Copy out every one of the records below with each "Target" changed to "Object" and everything else left as it is. Leave the pictures out.

· · · · ·

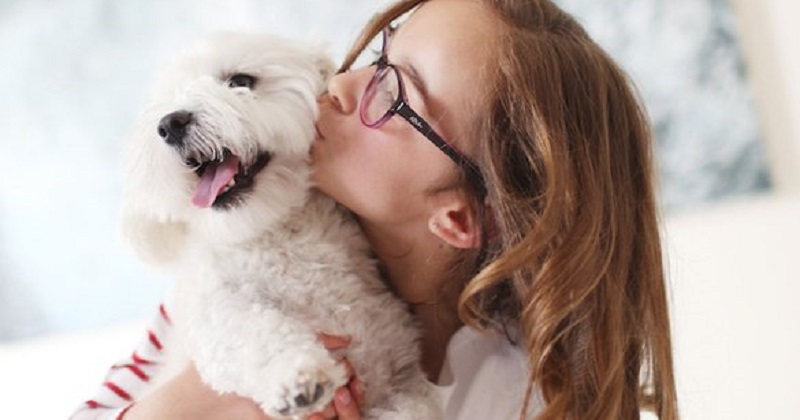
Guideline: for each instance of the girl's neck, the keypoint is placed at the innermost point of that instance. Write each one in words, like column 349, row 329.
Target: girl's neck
column 417, row 264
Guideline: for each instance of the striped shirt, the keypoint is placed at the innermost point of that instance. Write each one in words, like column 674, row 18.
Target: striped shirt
column 127, row 379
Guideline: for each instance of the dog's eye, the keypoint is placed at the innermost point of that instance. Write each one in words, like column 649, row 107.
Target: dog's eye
column 241, row 80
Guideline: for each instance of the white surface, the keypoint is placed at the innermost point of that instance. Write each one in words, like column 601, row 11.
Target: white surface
column 769, row 32
column 734, row 271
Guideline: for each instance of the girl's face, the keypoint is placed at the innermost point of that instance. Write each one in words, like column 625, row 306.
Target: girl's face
column 392, row 173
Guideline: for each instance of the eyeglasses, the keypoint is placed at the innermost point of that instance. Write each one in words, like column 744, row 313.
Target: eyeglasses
column 385, row 96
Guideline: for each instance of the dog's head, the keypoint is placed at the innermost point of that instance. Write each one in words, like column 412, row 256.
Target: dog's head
column 221, row 151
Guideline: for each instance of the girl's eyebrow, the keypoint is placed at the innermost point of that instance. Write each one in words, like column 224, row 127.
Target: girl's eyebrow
column 415, row 78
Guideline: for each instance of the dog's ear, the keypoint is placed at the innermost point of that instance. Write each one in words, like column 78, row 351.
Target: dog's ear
column 159, row 243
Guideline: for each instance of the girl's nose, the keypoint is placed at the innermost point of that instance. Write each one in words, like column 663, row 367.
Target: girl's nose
column 344, row 90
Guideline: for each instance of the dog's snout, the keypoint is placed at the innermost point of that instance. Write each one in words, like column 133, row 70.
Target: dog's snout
column 172, row 128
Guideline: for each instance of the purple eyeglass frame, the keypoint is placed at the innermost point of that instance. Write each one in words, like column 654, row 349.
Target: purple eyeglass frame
column 402, row 108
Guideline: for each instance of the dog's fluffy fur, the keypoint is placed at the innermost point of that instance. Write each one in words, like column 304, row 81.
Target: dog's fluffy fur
column 264, row 267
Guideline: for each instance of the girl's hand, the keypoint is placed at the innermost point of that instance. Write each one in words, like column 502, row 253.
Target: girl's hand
column 346, row 402
column 186, row 397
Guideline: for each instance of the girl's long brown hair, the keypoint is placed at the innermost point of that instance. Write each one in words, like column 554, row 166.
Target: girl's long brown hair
column 575, row 256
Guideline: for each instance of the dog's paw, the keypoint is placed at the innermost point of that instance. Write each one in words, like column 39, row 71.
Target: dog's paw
column 307, row 387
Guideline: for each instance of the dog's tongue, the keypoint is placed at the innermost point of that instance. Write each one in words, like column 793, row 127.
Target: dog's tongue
column 215, row 178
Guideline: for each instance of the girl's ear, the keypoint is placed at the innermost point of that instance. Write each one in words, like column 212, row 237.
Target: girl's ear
column 456, row 224
column 159, row 243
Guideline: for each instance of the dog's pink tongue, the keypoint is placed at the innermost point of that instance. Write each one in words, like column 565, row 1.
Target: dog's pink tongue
column 215, row 178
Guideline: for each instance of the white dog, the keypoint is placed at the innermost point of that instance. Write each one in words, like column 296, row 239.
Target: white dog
column 218, row 189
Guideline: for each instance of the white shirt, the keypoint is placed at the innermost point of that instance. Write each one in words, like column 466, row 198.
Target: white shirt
column 484, row 377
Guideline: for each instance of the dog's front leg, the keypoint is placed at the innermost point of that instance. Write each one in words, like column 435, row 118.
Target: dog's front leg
column 260, row 353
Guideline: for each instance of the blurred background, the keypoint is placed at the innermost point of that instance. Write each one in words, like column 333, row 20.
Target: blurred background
column 717, row 76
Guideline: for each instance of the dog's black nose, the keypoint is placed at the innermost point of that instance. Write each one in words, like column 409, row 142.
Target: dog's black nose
column 172, row 128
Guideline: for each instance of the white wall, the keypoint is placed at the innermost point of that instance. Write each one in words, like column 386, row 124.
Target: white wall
column 769, row 35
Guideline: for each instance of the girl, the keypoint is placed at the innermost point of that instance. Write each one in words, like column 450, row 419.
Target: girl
column 500, row 165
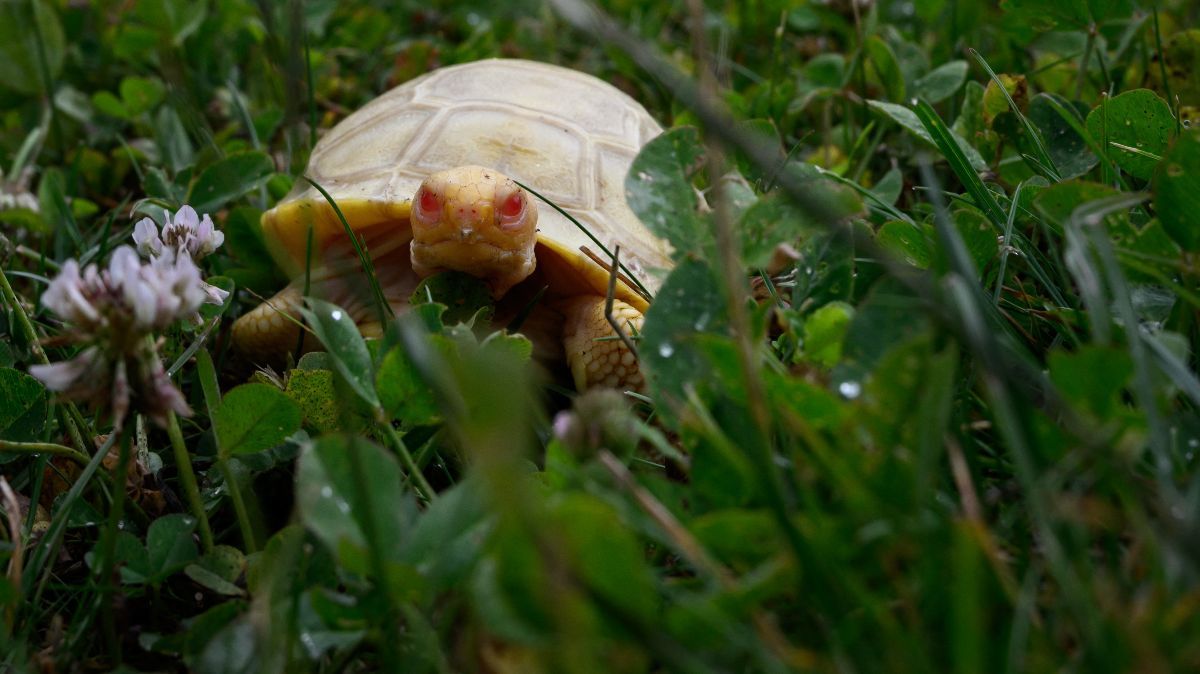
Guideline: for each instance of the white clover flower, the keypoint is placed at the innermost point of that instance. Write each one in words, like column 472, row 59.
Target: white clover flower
column 186, row 233
column 71, row 295
column 114, row 311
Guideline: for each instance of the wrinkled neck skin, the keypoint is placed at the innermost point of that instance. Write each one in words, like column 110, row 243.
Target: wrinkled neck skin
column 477, row 221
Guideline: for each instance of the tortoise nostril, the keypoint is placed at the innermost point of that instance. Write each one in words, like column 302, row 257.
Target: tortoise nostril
column 429, row 202
column 513, row 205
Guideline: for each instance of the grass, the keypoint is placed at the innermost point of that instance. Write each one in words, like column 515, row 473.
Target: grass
column 951, row 425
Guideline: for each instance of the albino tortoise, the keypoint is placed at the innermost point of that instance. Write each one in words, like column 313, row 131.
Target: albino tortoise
column 425, row 174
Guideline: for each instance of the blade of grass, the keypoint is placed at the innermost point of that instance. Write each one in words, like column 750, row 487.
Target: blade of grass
column 383, row 310
column 942, row 137
column 1032, row 131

· · · · ·

■ **Exercise result**:
Guideline: for each instance of the girl's neck, the keypoint is placed at the innermost point of that instance. Write each one in words, like column 349, row 329.
Object: girl's neck
column 417, row 264
Guideline: for each instance of the striped shirt, the keypoint is placed at the innermost point of that instance. Write each one in words, like column 674, row 18.
Object: striped shirt
column 127, row 379
Guideline: for each instance of the dog's eye, the keypoint is placed at the innermost point of that instance. Write each one in words, like column 649, row 107.
Object: dog's eye
column 241, row 80
Guideline: for each instance of the white surface, the keypoint is placed at the innermost point of that instance. Write each one in words, like column 601, row 11.
Object: white surface
column 769, row 32
column 734, row 271
Guideline: for each instance of the girl's face, the keypoint is placed at the innermost point of that instance. Write each one in words, like column 625, row 306.
Object: girl's face
column 392, row 173
Guideline: for each instance of the eyeglasses, the keypoint is placed at the innermost point of that instance. Write each one in words, like column 744, row 313.
Object: eyeglasses
column 385, row 96
Guideline: for each instance of the dog's head, the keypoint is placed at the innermost point of that instance. Write each one in words, like column 412, row 256.
Object: dog's head
column 221, row 151
Guideline: for each instance of the girl's eyebrow, the keypoint is placed at the innermost point of that instance. Write each one in words, like column 224, row 127.
Object: girl's eyebrow
column 415, row 78
Guideline: for each instance of the dog's ear, the keypoint is placed at the innermost point of that instance. Write each one in words, like column 78, row 351.
Object: dog's ear
column 159, row 243
Guideline: for each instance of the girl's nose, the keypoint is placed at the innermost point of that instance. Write each one in words, like column 663, row 367.
Object: girl's nose
column 344, row 90
Guideline: for each instance of the dog's snout, the keypoint is placed at the innermost point of that instance. Write each one in words, like column 133, row 70.
Object: dog's snout
column 172, row 128
Guideline: for each instance of the purple eyeglass frame, the keypoint is placed at the innermost point of that instance. Write each one in words, like column 654, row 349.
Object: purple eyeglass frame
column 402, row 108
Guideline: for each instance of the dog's fluffy fur, the keypoint is placed at the innermost point of that instance. Write each one in words, like column 304, row 81.
Object: dog's fluffy fur
column 264, row 267
Guideline: for each instance of the girl's hand, the keypoint is placed at the innermost point of that instance. Write each one in words, like column 502, row 253.
Object: girl's hand
column 346, row 402
column 186, row 397
Guideline: for each instance of the girl's long brown hair, the keypoint is placed at the innermost point of that instance. Write each one in words, like column 554, row 166.
Object: girl's long brown hair
column 575, row 256
Guideline: for each instance of the dog's paw, the keypoint is placed at the innermost point of that instance. Write each one in words, like column 39, row 71.
Object: dog's paw
column 307, row 387
Guideline: for each instance of the dog's tongue, the keypoint is placed at the innermost point of that instance. Write each one in words, like column 793, row 127.
Object: dog's tongue
column 215, row 178
Guideline: for each instance of the girl's ear, the keypoint is placed at the innermost point of that instance. Write each one in words, like column 212, row 237.
Object: girl's ear
column 456, row 224
column 159, row 243
Guideline: for each instance of the dog's pink tongue, the keypoint is placed at the innermost point of that instance. Write each one in words, like column 565, row 1.
Object: dog's pink tongue
column 215, row 178
Guideline: for each instance of the white dog, the keypoint is placed at the innermost point of that instance. Write each one in words, like column 296, row 239.
Object: white dog
column 218, row 189
Guideline: for each instance of the white shirt, the keypoint is placed at the innermost point of that instance. Write each one in words, like column 466, row 198.
Object: white shirt
column 484, row 377
Guideline: for each instance of the dog's front leg, the keypoint is placed at the innermost point of that instance. Write each one in words, like column 435, row 118.
Object: dog's front leg
column 260, row 353
Guideline: for each instance of the blurred background, the keypoint is placed at the innermost point of that instance. Write each one in words, like column 333, row 20.
Object: blurred background
column 717, row 76
Guideline: for each instance of the dog's black nose, the keypoint is placed at the innermost point of that instance. Write each one in words, like column 409, row 142.
Object: dog's black nose
column 172, row 128
Guideline: for each instance of the white wall, the keypoint is placed at the innermost point of that instance. Write each one in words, like column 386, row 124.
Object: white wall
column 769, row 35
Guideline: for each instance of the girl, the keypoint is placed at the innermost point of that instance. Write each one in words, like column 450, row 419.
Object: girl
column 500, row 165
Guideline: for each instance of the white clover flower, the keypoint is placed at the innermost point of that instance. Write each one in words, like column 472, row 59.
Object: white clover flower
column 186, row 233
column 71, row 295
column 114, row 311
Guideline: for each instance of the wrinkled neck skin, the keypoint is placed at the innermost point of that instance. Write each one in words, like column 110, row 243.
Object: wrinkled neck skin
column 477, row 221
Guideline: for each instance of the tortoise nostril, the keypoint is placed at the innermost point of that instance. Write each one in words, like column 302, row 257.
Object: tortoise nostril
column 429, row 202
column 513, row 205
Guideline: for each instance of the grass, the keypoint is placed at the innermost point of that instance. Write each one in words, like column 515, row 473.
Object: grass
column 951, row 425
Guideline: for each instance of the albino tortoise, the keypoint is placed at the innermost point of that instance. Write each one in words, like column 313, row 131.
Object: albino tortoise
column 425, row 174
Guideline: for each instance of the blade of grass, the keypoint is placed at the innermost point of that instance. Write each one in words, like column 750, row 487.
Object: blade of grass
column 383, row 310
column 942, row 137
column 1032, row 131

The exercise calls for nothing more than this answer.